* TASK DESCRIPTION:
Write out every row below word for word, leaving out the pictures.

* RECORDS SHOWN:
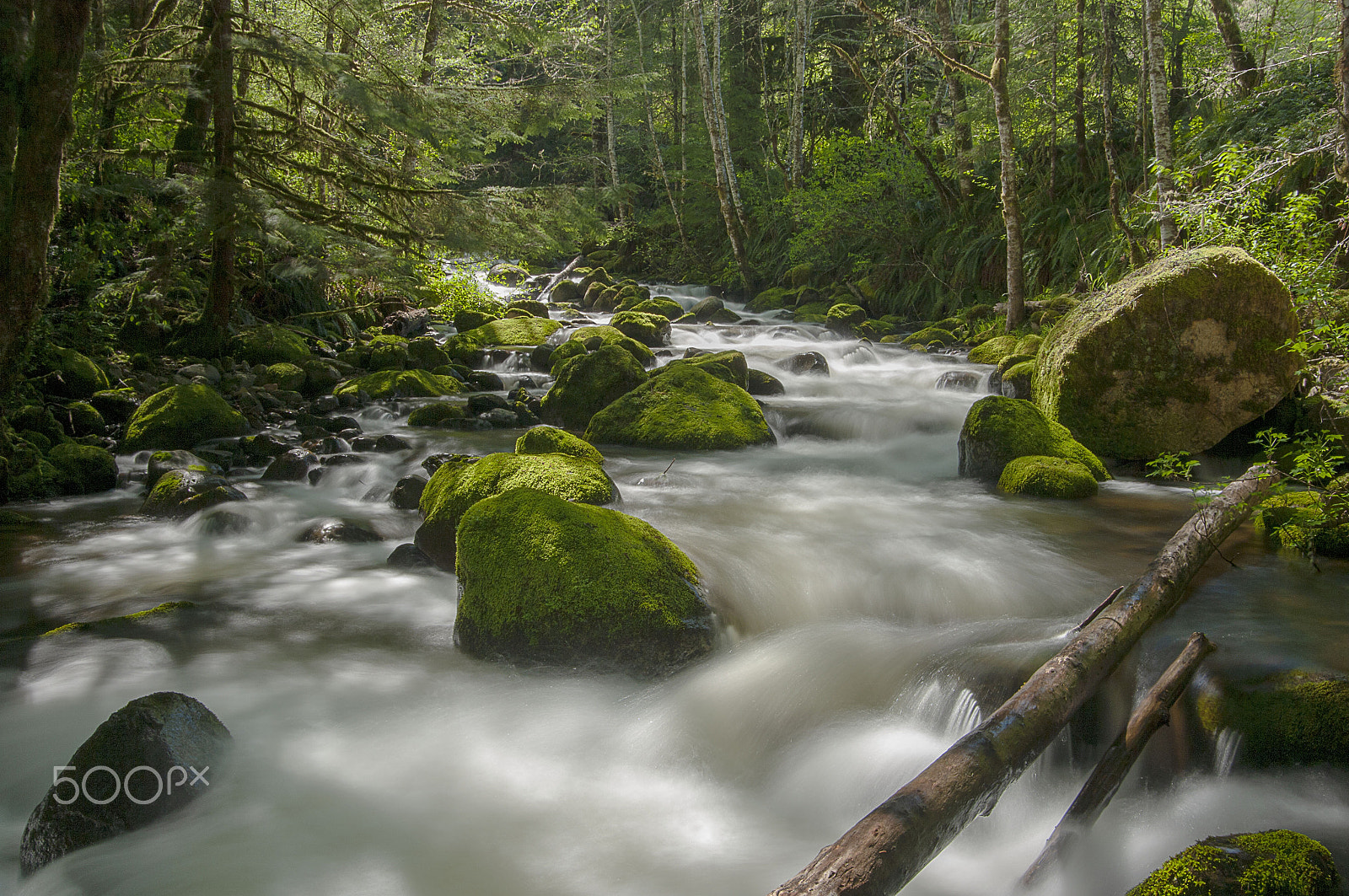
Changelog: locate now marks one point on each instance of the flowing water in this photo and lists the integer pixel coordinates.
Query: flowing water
(876, 608)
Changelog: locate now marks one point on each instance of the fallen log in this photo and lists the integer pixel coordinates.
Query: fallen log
(1153, 711)
(883, 851)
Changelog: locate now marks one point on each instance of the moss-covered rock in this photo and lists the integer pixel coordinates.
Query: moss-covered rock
(1173, 358)
(73, 375)
(510, 331)
(84, 469)
(1000, 429)
(728, 366)
(1047, 478)
(551, 440)
(269, 345)
(995, 350)
(458, 485)
(649, 330)
(544, 581)
(180, 417)
(401, 384)
(587, 384)
(1288, 716)
(683, 409)
(1267, 864)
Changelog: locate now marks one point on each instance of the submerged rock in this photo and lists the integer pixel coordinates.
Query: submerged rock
(1000, 429)
(1267, 864)
(164, 750)
(1173, 358)
(458, 485)
(683, 409)
(546, 581)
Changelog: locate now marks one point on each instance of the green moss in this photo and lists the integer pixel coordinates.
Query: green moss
(683, 409)
(458, 485)
(401, 384)
(587, 384)
(510, 331)
(551, 440)
(180, 417)
(1000, 429)
(546, 581)
(995, 350)
(1267, 864)
(728, 366)
(1047, 478)
(1293, 716)
(269, 345)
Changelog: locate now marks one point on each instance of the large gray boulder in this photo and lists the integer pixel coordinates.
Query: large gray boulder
(1173, 358)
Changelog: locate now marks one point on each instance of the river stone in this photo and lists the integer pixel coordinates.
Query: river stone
(1173, 358)
(1000, 429)
(587, 384)
(181, 493)
(546, 581)
(1274, 862)
(458, 485)
(685, 409)
(162, 732)
(181, 417)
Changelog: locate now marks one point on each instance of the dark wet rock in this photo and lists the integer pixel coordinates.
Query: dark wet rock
(959, 381)
(339, 530)
(292, 466)
(164, 732)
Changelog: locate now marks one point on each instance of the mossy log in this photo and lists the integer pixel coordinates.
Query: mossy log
(883, 851)
(1153, 711)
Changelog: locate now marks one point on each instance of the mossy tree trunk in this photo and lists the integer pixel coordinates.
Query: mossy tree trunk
(42, 46)
(888, 848)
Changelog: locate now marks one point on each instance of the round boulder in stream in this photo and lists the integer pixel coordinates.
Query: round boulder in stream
(150, 759)
(546, 581)
(685, 409)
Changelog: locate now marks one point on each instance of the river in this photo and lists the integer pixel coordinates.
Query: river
(874, 605)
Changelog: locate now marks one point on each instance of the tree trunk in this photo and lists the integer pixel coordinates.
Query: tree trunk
(1160, 121)
(895, 841)
(1153, 711)
(42, 123)
(1007, 150)
(220, 293)
(1244, 69)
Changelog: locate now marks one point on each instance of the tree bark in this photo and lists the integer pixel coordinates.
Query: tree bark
(40, 127)
(1244, 69)
(1160, 121)
(1007, 150)
(895, 841)
(1153, 711)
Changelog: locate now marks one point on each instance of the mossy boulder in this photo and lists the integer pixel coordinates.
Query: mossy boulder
(401, 384)
(510, 331)
(649, 330)
(1288, 716)
(685, 409)
(181, 417)
(84, 469)
(1173, 358)
(1047, 478)
(1267, 864)
(544, 581)
(551, 440)
(587, 384)
(1000, 429)
(73, 375)
(728, 366)
(995, 350)
(269, 345)
(458, 485)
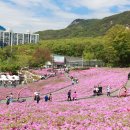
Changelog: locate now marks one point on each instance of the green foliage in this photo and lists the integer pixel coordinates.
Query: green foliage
(87, 28)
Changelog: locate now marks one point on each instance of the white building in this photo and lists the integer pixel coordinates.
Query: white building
(11, 38)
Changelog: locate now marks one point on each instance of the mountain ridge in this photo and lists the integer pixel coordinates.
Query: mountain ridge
(87, 27)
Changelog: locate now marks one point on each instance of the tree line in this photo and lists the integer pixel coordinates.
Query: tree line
(113, 49)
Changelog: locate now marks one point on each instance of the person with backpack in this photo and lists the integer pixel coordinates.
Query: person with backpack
(50, 97)
(108, 90)
(46, 98)
(69, 95)
(7, 100)
(74, 96)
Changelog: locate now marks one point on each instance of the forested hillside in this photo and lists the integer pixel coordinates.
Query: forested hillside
(87, 28)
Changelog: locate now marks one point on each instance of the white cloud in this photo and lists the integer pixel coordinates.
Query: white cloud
(30, 15)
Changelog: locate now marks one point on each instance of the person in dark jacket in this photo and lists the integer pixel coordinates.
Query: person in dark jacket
(7, 100)
(69, 95)
(46, 98)
(38, 98)
(128, 76)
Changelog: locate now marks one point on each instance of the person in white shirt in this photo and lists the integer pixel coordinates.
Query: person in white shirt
(108, 90)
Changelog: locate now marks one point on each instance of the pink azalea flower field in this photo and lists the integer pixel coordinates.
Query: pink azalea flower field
(88, 113)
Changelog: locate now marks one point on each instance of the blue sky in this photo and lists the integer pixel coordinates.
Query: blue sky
(35, 15)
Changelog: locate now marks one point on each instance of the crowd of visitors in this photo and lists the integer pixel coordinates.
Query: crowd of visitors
(71, 97)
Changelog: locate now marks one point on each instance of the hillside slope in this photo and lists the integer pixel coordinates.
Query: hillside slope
(87, 28)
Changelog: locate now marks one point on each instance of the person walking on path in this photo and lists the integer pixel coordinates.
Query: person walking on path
(11, 97)
(50, 97)
(74, 96)
(108, 90)
(69, 95)
(94, 91)
(7, 100)
(46, 98)
(37, 98)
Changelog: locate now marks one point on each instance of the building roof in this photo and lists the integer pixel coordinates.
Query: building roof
(73, 59)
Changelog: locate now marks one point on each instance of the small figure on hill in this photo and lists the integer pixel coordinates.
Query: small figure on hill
(73, 81)
(7, 100)
(100, 89)
(69, 95)
(46, 98)
(50, 97)
(97, 91)
(14, 84)
(74, 96)
(108, 90)
(128, 76)
(37, 96)
(94, 91)
(11, 97)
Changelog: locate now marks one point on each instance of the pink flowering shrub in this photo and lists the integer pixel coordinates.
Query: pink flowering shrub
(93, 113)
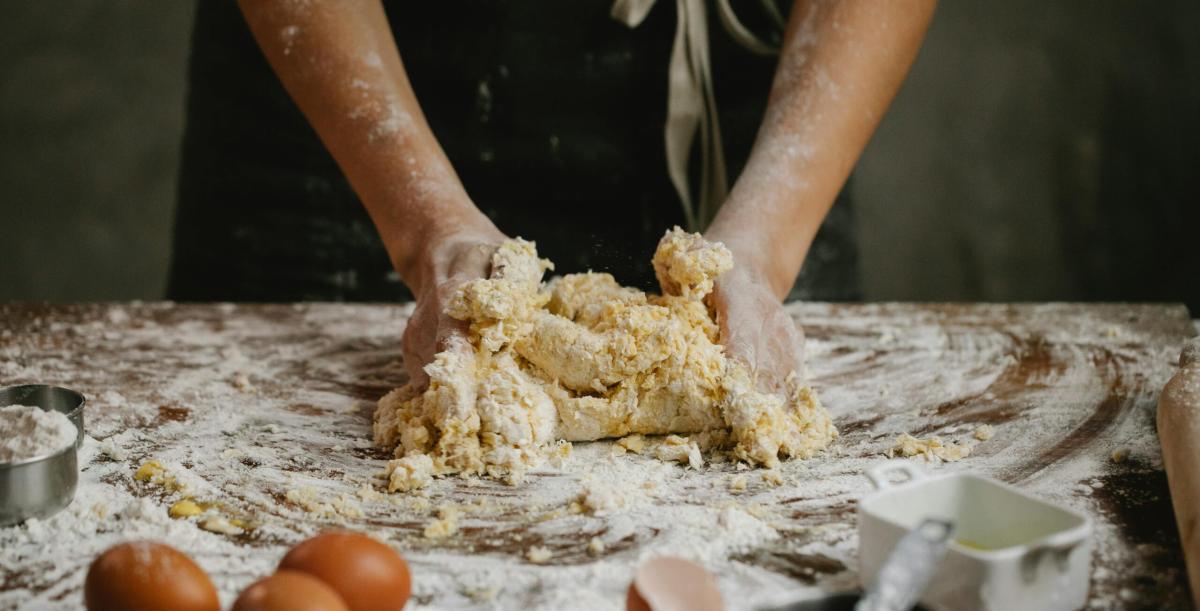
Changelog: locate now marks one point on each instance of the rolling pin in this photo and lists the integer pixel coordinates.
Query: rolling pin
(1179, 431)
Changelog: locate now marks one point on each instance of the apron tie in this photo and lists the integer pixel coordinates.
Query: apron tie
(691, 105)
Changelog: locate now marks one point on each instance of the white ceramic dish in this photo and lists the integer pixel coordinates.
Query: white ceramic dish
(1009, 550)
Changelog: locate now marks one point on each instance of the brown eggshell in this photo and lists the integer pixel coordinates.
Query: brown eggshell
(667, 583)
(367, 574)
(289, 591)
(148, 576)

* SOLUTION:
Changelog: locate now marks one point on each instance of the flowing water in this photo and lists the integer pixel coordinates.
Query: flowing water
(876, 608)
Changelog: locate now marks one point on each instance of the fallen log in this photo and lists the integer pixel coordinates.
Query: fallen log
(1153, 711)
(883, 851)
Changelog: locate now marks one point on each instance of the moss-covered rock in this photo and lists the integer pixel coordinates.
Query: moss-covered rock
(1173, 358)
(73, 375)
(510, 331)
(84, 469)
(1000, 429)
(728, 366)
(1047, 478)
(551, 440)
(269, 345)
(995, 350)
(458, 485)
(649, 330)
(544, 581)
(180, 417)
(401, 384)
(587, 384)
(1288, 716)
(683, 409)
(1267, 864)
Changelog: locate now marks one point on each instance of the submerged rock in this photo and lists the integer pixel coordinates.
Query: submerged rock
(1000, 429)
(1267, 864)
(164, 750)
(1173, 358)
(458, 485)
(683, 409)
(546, 581)
Changelog: locate now marks one point on each instance of the green moss in this photo and lists the integer pixel coordinates.
Query: green moss
(683, 409)
(458, 485)
(401, 384)
(587, 384)
(510, 331)
(551, 440)
(180, 417)
(1000, 429)
(546, 581)
(995, 350)
(1267, 864)
(728, 366)
(1047, 478)
(1293, 716)
(269, 345)
Changelog: locate now marks one point on each instance of the large gray boulder in this photo and lists the integer pixel coordinates.
Query: large gray boulder
(1173, 358)
Changelog: locate now marks one point on each instance of the river stone in this photo and lists the integer pixel coordinates.
Query: river stone
(1173, 358)
(1000, 429)
(587, 384)
(181, 493)
(546, 581)
(1274, 862)
(458, 485)
(685, 409)
(162, 732)
(181, 417)
Changelog: locate now marks one point on each instance of the dark wet rock in this photo and lists the integer pixel coordinates.
Query: dark wet rock
(959, 381)
(339, 530)
(292, 466)
(164, 732)
Changelog: locate now marks one point on each instance of the mossy log in this photo and lists the integer pixel coordinates.
Query: mossy log
(883, 851)
(1153, 711)
Changelog: locate now marks one point on each instance of the mossy tree trunk in this photo and lists the integer pixel coordinates.
Query: mossy tree trunk
(42, 46)
(888, 848)
Changelog: locate now marks one point on each instance of the round boulder in stream in this photo and lists the integer pixel coordinates.
Query: round boulder in stream
(150, 759)
(546, 581)
(685, 409)
Changelog: locate now marks one point on each instance of the river in this photo and lists the integer pixel coordinates.
Query: river
(874, 605)
Changelog: locate now marks one point on each instance of the tree trunk in this photo and lists the integer pixel coordinates.
Query: tree trunk
(1160, 121)
(895, 841)
(1153, 711)
(42, 123)
(1007, 150)
(220, 293)
(1244, 69)
Changelog: locate now marks one point on each instance of the tree bark in this photo and lists the integer pixel coordinates.
Query: tree bark
(40, 127)
(1244, 69)
(1160, 121)
(1007, 150)
(895, 841)
(1153, 711)
Changelog: locate now marks one point on each instance of the mossy boulder in this photo and lists the integer pixel coordinates.
Query: mossy boulder
(401, 384)
(510, 331)
(649, 330)
(1288, 716)
(685, 409)
(181, 417)
(84, 469)
(1173, 358)
(1047, 478)
(1267, 864)
(544, 581)
(551, 440)
(587, 384)
(1000, 429)
(73, 375)
(728, 366)
(995, 350)
(269, 345)
(458, 485)
Changelog: locate now marks one point on each instance of the green foliage in this photo and lists the integer pixel coordinates.
Query: green foliage
(87, 28)
Changelog: locate now marks one point on each instance of the white building in this photo and lists the integer pixel coordinates.
Query: white building
(11, 38)
Changelog: locate now marks one point on each instance of the mountain ridge in this photo and lists the integer pixel coordinates.
Query: mountain ridge
(87, 27)
Changelog: locate now marks one point on each instance of the tree line in this photo and lists the integer pixel coordinates.
Query: tree line
(113, 49)
Changelog: locate now marks one point on each instance of the person with backpack in this photo and lists the integer pixel coordinates.
Query: person with backpack
(50, 97)
(108, 90)
(46, 98)
(69, 95)
(7, 100)
(74, 96)
Changelog: locate now marks one point on each instance of the forested hillside in this photo and lists the integer pixel coordinates.
Query: forested hillside
(87, 28)
Changelog: locate now marks one point on each instance of the white cloud in this photo and lists the integer pixel coordinates.
Query: white cloud
(30, 15)
Changelog: locate now marks one point on each instance of the person in dark jacket in this photo and lists the integer pixel coordinates.
Query: person in dark jacket
(7, 100)
(69, 95)
(46, 98)
(38, 98)
(128, 76)
Changelog: locate now marks one point on each instance of the person in white shirt in this photo and lists the integer pixel coordinates.
Query: person in white shirt
(108, 90)
Changelog: locate now marks one point on each instance of the pink azalea flower field in this photo and lists the integer pixel coordinates.
Query: pink azalea flower field
(88, 113)
Changelog: locate now marks one point on each instance of the blue sky in this photo and lists the integer pixel coordinates.
Query: blue sky
(35, 15)
Changelog: locate now marks one point on each instance of the crowd of visitors in this photo and lists the integer pixel coordinates.
Query: crowd of visitors
(71, 97)
Changelog: locate now marks one point on each instance of the hillside slope in this photo and lists the integer pixel coordinates.
Query: hillside slope
(87, 28)
Changelog: locate now marks one point on each instance of the person walking on path in this photo and lists the integer pixel coordinates.
Query: person walking on path
(11, 97)
(50, 97)
(74, 96)
(108, 90)
(69, 95)
(94, 91)
(7, 100)
(46, 98)
(37, 98)
Changelog: locate now marks one point on each instance of the building roof in this photo and lists the integer pixel coordinates.
Query: building roof
(73, 59)
Changelog: locate now marks one point on each instance of the small figure on hill in this photo and lists the integer pixel coordinates.
Query: small figure on hill
(73, 81)
(7, 100)
(100, 89)
(69, 95)
(46, 98)
(50, 97)
(97, 91)
(14, 84)
(74, 96)
(108, 90)
(128, 76)
(37, 96)
(94, 91)
(11, 97)
Changelog: locate now marks one point on each instance of the pink flowering shrub in this photo and lists the integer pixel coordinates.
Query: pink flowering shrub
(93, 113)
Changelog: locate now marks one point on each instance of the rolling pin in this photo and lists the integer pixel coordinates.
Query: rolling pin
(1179, 431)
Changelog: locate now marks one point on each instance of the apron tie in this photo and lists the integer pixel coordinates.
Query: apron tie
(691, 105)
Changelog: locate now marks one point on each instance of the white ceramic dish in this photo and lists the integer pixel coordinates.
Query: white ceramic dish
(1009, 550)
Changelog: locate now marks one point on each instance of the brown eggshell in this photo and lists the integer pixel coordinates.
Query: brown eggshell
(667, 583)
(367, 574)
(289, 591)
(148, 576)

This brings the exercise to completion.